- **ABOUT THIS EXERCISE**
Filter this material down to the lines that hold "light", copying each one.

- **RECORDS SHOWN**
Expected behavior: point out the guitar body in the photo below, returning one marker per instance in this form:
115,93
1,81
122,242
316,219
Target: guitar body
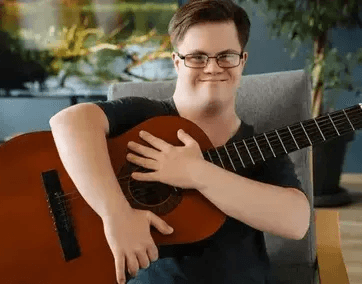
33,249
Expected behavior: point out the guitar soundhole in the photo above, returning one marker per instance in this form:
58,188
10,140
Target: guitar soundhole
149,193
154,196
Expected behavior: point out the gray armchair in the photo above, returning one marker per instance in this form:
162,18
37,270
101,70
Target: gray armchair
270,101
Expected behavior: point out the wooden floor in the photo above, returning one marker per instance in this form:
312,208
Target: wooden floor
351,228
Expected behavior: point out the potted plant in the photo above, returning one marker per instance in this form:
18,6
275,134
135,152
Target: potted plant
312,21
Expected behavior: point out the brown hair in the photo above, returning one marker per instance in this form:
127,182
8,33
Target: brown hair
204,11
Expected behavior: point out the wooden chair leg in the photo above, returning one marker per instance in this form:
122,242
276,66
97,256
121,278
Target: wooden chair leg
331,266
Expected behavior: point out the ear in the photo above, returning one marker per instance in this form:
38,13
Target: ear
244,58
176,61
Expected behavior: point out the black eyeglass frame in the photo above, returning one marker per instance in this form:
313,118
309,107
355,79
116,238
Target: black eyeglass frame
183,57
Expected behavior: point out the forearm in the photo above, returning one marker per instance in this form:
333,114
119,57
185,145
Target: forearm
82,147
277,210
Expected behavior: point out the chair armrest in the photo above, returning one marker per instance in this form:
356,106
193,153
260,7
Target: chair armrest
331,266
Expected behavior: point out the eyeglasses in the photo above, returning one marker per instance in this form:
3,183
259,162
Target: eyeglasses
225,60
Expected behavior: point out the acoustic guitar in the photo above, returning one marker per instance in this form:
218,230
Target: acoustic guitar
50,235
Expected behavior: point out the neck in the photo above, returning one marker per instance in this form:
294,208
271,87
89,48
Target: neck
205,111
219,121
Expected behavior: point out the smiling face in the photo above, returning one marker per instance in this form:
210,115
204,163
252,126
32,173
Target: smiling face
211,84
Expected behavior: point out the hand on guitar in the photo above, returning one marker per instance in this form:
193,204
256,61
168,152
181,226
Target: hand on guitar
172,165
129,238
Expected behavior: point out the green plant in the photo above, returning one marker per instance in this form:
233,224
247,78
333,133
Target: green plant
310,21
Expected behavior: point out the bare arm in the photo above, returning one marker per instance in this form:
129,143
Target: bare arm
80,136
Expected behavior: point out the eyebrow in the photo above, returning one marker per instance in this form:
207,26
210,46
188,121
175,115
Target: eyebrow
198,51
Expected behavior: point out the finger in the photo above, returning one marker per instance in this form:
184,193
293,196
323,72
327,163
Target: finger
120,270
154,141
143,259
185,137
132,264
159,224
145,176
152,252
143,150
143,162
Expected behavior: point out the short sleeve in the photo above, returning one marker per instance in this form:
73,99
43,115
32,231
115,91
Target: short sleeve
127,112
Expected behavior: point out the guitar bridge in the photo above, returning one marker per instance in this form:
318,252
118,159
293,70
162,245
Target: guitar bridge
62,220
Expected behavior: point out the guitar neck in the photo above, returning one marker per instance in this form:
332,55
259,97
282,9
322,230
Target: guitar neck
259,148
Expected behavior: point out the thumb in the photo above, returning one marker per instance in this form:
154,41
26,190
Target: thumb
184,137
160,225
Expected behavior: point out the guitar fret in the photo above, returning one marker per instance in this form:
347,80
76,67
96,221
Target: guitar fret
217,152
281,141
210,157
271,148
319,129
257,145
306,133
231,161
237,151
247,149
285,140
334,125
293,138
349,120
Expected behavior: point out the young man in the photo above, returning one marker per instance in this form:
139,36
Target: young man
209,38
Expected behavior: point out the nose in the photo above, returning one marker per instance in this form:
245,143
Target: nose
212,66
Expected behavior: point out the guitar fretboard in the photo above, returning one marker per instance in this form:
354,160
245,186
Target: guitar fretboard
259,148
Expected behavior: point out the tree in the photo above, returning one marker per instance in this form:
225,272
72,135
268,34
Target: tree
312,21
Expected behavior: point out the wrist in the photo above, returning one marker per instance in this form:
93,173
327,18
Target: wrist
199,174
116,209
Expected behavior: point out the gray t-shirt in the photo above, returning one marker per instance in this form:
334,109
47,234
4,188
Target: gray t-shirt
236,253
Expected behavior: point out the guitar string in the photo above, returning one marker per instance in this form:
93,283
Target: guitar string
140,191
250,146
297,134
223,156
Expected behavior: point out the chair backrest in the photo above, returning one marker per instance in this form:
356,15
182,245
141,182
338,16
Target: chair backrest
266,101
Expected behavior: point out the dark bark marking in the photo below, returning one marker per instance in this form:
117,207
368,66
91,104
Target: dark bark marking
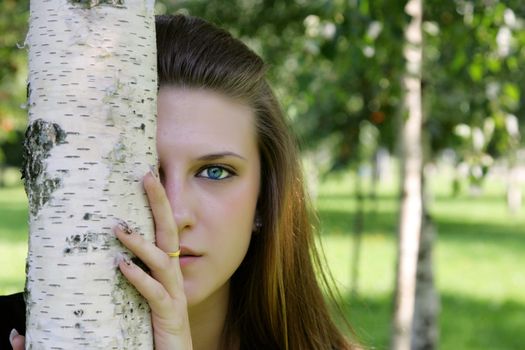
87,4
40,138
85,242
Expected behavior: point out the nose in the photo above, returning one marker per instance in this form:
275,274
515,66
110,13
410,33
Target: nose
181,200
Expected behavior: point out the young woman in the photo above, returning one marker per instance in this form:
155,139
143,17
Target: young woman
230,196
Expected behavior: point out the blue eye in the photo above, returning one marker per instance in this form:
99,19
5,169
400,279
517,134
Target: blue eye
215,173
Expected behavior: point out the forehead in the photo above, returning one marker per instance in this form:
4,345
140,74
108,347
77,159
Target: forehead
193,115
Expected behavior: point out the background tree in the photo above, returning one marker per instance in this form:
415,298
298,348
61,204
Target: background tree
90,139
411,158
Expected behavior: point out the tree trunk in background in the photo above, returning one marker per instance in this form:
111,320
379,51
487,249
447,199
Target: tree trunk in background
425,331
90,139
514,195
358,232
411,172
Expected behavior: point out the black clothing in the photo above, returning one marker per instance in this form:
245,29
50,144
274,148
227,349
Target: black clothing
12,315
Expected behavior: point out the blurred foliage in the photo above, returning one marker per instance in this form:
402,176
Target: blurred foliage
337,65
13,73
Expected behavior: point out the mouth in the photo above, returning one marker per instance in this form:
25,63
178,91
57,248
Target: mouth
186,252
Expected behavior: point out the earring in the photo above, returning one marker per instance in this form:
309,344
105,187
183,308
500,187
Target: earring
257,224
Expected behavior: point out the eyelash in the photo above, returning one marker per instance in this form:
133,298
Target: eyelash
206,168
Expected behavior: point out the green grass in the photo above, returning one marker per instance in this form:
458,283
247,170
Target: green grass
479,260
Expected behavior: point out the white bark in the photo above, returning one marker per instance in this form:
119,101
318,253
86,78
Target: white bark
425,330
91,138
411,172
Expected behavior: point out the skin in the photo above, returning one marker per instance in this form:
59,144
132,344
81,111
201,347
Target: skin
204,201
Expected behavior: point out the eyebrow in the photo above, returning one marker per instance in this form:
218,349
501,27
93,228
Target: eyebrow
215,156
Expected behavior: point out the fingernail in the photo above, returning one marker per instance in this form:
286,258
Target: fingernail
127,260
125,227
154,171
122,257
12,335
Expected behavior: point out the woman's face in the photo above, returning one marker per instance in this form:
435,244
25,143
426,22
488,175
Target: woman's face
210,168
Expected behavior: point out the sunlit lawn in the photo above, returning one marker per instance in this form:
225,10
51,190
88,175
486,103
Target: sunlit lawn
479,256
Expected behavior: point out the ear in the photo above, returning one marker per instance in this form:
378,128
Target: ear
257,224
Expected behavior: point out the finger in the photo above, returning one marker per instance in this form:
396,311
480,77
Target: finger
17,341
166,235
163,268
160,301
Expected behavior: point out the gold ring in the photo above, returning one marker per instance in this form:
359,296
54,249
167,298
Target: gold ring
174,254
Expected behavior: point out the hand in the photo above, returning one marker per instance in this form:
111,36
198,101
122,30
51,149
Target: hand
17,341
163,289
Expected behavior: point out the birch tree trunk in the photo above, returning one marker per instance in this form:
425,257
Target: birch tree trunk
425,330
411,172
90,139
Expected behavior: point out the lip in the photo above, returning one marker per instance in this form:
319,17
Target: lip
188,256
187,252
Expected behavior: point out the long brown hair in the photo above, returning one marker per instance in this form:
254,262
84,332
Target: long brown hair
276,301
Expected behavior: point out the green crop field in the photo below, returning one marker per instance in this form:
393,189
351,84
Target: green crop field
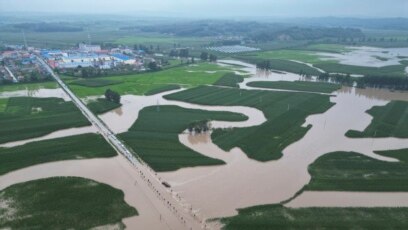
162,89
28,86
285,113
284,65
394,70
348,171
139,84
331,48
230,80
62,203
95,82
280,217
154,136
3,104
298,55
101,105
390,120
319,87
27,117
66,148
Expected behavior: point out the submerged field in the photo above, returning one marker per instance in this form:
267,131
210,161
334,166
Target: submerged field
285,113
27,117
101,105
348,171
154,136
139,84
62,203
390,120
280,217
319,87
83,146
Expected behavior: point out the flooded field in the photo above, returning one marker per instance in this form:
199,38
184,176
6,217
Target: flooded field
368,56
350,199
40,93
244,182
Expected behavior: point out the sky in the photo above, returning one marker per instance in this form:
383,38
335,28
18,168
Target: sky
217,8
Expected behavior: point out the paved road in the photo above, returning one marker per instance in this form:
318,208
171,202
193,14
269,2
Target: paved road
167,204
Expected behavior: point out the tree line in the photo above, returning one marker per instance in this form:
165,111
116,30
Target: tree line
112,96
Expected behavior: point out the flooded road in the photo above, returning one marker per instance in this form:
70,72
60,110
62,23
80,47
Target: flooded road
242,182
120,175
121,119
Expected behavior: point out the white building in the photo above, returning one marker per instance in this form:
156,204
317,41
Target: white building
89,48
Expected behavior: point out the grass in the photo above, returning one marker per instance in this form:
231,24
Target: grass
101,105
284,65
95,82
139,84
62,203
28,86
230,80
349,171
280,217
331,48
27,117
66,148
390,120
163,41
154,136
393,70
162,89
3,104
319,87
298,55
285,113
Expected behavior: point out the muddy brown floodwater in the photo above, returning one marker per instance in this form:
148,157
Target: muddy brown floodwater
242,182
40,93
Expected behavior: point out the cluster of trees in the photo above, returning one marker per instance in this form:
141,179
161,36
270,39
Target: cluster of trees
112,96
208,57
183,53
337,78
90,72
199,126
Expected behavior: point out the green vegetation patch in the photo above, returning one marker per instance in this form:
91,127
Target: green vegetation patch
95,82
390,120
162,89
285,113
280,217
139,84
154,136
66,148
101,105
230,80
349,171
27,117
62,203
28,86
393,70
284,65
3,104
319,87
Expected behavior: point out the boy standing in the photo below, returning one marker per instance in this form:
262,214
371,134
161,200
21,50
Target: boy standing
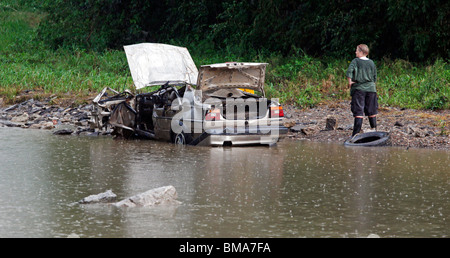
362,75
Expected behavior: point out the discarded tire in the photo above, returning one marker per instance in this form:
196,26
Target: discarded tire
370,139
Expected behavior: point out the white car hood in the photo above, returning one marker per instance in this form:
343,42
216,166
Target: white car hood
156,64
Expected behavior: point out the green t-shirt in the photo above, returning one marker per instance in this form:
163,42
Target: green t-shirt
364,73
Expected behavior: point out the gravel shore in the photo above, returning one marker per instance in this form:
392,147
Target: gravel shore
326,123
407,127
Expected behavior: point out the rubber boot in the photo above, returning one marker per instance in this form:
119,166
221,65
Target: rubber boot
357,126
373,122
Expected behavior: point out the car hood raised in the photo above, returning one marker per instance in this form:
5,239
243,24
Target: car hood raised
157,64
232,75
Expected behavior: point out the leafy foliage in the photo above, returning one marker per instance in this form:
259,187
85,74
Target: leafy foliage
416,30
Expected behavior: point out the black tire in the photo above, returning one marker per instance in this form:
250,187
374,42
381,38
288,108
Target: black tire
369,139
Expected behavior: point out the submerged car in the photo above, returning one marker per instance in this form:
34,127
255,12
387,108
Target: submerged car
221,104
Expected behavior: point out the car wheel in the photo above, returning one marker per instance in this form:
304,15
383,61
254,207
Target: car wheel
182,138
369,139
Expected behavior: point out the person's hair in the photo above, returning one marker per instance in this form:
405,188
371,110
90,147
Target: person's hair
363,48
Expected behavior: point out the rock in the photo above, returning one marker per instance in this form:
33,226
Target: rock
296,128
63,132
373,236
9,123
35,126
331,124
310,130
157,196
289,124
20,119
48,125
73,235
398,123
105,197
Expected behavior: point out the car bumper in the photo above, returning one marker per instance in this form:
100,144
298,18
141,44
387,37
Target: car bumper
241,137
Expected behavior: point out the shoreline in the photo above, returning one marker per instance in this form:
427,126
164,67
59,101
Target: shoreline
407,127
332,122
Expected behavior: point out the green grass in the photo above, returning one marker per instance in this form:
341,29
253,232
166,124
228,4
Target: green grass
299,79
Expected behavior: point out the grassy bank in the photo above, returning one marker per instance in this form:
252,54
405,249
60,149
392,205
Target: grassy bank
299,79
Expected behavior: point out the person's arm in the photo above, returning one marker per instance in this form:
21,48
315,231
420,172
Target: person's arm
349,73
350,82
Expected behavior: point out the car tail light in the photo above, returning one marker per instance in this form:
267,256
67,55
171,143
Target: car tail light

- **REPLY TO THE TASK**
Expected behavior: point out the car tail light in the photo above, returning one marker per instance in this form:
Target: car tail light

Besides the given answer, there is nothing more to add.